» **Passage shown**
My not so hip pelvis

First, credit to Douglas Adams for that title's pun. To Adams I'd say, "Rest in peace," but that has too religious an overtone for such a devout atheist, the person who wrote, I paraphrase: it's not that I don't believe in god, but rather that the evidence convinces me there isn't one. Timely and related, I just yesterday finished the fourth, and likely final, given the DEATH of Terry Pratchett ten years ago, Science of Discworld book, which closed with the line from Penn Jillette, "Atheism is a religion like not collecting stamps is a hobby." Sorry Margaret Atwood.  Yup, true to form, I just meandered through a huge range of tangential thoughts, but hey, just be thankful I didn't title this post, "My Ill Ilium"!

My hip, it hasn't been doing so well. A month ago, during physical therapy, Jordan showed me a variation on child's pose with a sweep of the torso left and right. When I swept left, I felt a little tightness in my right hip, an awareness, not a problem. I kept doing what I do, riding my bike and running my feet (hopefully not my mounth too much), and the awareness progressed to more insistence. After two and a half weeks progress, I made an appointment, a week later, with my quite awesome primary care doctor to have it evaluated. By the time I saw Dr Lash, it was worse, with pins and needles numbness if I stretched the hamstring of that right leg, and blame was placed on the sciatic nerve, physical therapy proscribed, and instructions to contact for imaging if it didn't improve after five sessions.

» **Problem set**
**a.** In the hip passage, how many physical therapy sessions was the writer told to try before contacting the doctor for imaging?
**b.** Continue the passage about the writer's hip from where it stops.

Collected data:
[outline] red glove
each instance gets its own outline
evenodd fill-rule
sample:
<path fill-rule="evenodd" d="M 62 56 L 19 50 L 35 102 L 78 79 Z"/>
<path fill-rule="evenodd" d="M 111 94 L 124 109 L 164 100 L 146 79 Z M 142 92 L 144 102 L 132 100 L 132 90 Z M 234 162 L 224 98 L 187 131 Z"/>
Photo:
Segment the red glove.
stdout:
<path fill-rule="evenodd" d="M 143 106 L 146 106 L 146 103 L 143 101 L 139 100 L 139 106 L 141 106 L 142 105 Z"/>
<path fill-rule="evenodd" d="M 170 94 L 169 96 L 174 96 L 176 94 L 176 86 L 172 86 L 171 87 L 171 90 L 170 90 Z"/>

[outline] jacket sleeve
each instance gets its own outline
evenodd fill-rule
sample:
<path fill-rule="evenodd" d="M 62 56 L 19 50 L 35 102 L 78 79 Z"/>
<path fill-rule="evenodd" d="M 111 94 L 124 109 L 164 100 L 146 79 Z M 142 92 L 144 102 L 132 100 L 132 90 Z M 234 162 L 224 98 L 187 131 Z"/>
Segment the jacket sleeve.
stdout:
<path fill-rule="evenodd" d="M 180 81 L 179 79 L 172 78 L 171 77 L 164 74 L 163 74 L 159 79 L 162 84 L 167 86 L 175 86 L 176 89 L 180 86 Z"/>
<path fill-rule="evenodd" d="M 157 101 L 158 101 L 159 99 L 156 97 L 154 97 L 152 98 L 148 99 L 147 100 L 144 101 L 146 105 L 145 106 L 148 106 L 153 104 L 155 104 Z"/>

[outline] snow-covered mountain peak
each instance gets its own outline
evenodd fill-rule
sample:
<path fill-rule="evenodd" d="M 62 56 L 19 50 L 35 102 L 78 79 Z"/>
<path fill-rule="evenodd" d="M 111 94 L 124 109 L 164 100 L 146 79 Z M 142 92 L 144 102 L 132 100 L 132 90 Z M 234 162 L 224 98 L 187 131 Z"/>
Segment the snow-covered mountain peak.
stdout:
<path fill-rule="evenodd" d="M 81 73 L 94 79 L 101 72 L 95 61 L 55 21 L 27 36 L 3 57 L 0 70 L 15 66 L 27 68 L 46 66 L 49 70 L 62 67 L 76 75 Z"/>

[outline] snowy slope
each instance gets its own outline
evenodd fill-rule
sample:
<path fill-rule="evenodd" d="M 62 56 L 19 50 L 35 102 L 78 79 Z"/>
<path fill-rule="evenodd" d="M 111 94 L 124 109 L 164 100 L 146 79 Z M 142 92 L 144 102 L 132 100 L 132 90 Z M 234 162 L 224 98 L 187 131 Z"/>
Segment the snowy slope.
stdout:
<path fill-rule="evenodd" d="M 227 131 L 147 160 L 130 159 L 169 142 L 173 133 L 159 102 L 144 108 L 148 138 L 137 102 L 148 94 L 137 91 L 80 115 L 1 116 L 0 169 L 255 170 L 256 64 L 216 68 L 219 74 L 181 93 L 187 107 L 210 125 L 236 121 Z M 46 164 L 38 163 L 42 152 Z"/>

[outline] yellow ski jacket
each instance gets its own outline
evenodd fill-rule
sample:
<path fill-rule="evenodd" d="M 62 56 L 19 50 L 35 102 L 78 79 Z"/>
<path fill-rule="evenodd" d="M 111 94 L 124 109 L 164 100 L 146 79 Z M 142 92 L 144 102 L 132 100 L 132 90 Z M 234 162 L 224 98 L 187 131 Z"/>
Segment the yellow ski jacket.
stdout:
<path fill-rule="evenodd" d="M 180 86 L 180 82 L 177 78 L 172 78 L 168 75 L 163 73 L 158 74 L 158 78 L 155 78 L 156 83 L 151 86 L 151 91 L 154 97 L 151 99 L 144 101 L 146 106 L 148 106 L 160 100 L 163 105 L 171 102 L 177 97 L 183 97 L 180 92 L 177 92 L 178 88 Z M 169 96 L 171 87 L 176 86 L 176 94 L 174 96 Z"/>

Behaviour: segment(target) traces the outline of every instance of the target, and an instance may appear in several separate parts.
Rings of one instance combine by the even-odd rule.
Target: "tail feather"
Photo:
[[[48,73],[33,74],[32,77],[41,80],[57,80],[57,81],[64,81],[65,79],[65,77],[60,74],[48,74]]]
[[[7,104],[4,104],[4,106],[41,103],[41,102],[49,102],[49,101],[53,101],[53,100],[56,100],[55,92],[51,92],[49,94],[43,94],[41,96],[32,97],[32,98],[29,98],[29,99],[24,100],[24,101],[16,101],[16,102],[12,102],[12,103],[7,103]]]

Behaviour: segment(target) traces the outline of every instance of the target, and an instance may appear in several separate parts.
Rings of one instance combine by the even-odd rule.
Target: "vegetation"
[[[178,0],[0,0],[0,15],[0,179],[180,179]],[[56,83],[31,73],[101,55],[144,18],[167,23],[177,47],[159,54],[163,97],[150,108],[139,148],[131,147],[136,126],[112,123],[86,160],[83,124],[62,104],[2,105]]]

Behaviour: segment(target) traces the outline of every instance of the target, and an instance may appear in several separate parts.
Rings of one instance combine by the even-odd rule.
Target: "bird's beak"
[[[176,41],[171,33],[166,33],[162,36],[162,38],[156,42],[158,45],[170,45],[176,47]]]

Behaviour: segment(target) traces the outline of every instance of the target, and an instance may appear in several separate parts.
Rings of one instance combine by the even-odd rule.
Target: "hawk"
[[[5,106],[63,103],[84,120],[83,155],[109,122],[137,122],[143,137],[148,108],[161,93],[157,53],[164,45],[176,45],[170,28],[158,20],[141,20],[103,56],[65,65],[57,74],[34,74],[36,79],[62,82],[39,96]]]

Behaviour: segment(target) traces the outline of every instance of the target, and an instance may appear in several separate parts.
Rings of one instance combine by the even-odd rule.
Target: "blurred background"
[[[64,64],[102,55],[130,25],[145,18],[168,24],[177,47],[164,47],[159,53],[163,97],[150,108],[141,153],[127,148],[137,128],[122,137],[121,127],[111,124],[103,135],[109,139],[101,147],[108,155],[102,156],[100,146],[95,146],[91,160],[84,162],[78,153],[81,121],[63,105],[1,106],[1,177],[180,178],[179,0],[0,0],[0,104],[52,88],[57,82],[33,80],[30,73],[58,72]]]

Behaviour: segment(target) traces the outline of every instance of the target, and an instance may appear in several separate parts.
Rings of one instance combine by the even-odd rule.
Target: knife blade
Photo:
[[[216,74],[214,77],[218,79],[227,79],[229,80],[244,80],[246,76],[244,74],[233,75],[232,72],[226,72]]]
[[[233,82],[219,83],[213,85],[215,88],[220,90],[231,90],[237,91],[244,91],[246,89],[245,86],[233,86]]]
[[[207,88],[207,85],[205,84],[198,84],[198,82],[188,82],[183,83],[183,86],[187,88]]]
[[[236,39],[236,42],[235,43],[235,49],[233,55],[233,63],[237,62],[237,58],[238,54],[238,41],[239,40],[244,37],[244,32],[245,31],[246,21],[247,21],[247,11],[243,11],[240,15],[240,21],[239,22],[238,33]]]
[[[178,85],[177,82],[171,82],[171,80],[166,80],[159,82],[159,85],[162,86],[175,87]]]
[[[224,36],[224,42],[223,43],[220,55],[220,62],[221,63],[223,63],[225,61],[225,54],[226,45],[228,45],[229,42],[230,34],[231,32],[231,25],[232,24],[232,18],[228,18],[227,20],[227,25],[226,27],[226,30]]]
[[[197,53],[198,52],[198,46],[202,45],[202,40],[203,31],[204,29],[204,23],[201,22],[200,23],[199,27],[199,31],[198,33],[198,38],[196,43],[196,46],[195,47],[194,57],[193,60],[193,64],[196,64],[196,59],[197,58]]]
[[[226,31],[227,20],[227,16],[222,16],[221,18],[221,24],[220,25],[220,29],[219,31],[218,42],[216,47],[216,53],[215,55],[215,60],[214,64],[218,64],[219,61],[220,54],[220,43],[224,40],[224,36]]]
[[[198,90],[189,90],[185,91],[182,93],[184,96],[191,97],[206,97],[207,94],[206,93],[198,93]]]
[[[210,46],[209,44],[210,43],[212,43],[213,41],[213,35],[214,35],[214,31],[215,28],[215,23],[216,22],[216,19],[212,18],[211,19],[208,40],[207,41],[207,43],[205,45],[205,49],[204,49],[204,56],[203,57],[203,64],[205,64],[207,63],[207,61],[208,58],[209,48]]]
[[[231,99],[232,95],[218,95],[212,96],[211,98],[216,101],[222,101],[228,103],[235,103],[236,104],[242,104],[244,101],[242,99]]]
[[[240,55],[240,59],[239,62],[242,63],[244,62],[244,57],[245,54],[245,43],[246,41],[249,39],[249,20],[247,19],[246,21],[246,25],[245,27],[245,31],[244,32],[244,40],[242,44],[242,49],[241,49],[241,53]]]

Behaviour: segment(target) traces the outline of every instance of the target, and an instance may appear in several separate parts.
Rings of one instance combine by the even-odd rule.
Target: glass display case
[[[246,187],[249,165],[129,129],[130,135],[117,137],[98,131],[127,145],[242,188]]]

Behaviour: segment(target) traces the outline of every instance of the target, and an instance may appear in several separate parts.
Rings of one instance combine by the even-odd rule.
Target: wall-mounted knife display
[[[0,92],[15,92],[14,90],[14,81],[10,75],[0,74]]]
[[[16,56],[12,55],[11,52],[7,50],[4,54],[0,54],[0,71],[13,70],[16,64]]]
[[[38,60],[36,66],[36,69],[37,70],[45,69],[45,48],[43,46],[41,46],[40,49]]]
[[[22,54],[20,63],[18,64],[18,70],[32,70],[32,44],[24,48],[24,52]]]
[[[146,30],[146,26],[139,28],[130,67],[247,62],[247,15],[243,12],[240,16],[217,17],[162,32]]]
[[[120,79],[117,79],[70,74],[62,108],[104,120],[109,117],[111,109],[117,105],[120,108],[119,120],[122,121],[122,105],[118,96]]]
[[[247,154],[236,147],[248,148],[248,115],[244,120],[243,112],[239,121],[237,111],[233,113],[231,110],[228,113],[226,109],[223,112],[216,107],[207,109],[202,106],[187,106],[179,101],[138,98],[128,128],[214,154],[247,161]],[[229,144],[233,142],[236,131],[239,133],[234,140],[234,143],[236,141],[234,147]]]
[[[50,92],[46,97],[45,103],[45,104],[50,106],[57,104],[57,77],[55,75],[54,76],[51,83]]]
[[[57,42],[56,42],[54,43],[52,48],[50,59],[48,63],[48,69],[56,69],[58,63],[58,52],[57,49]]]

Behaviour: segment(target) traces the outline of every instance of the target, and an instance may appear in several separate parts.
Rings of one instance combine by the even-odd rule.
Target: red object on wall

» **Answers for this exercise**
**a.** Five sessions.

**b.**
Our medical community is more than slightly overtaxed, so the usual wait for PT is a month, but since I already had appointments scheduled, I was able to transfer them to the new issue, and conveniently, the nerve in my left arm has improved to where I can pretty effectively signal left, and the muscle has regenerated to where it no longer looks like it should be attached to an Auschwitz victim. Still, our medical system is also burdened by rules, which do often make sense, so my leg was evaluated a week and a half after the visit with Dr Lash and will receive its first true treatment tomorrow, which is good, because even by the standards of someone with a somewhat deficient sense of pain, it hurts!

It could be worse, much in the way I was thankful that I live in a time and place that offers the ACDF surgery that has helped me regain use of my left arm after my self inflicted error on the bike last October. My doctor assured me it will get better as she was walking me out after our visit, and cunning as she is, I quickly realized that unique farewell was a chance to observe my gait without immediate awareness I was being observed. Yes, Dr Lash is that good.

Note the misspelling of my last name.
I finally did this morning.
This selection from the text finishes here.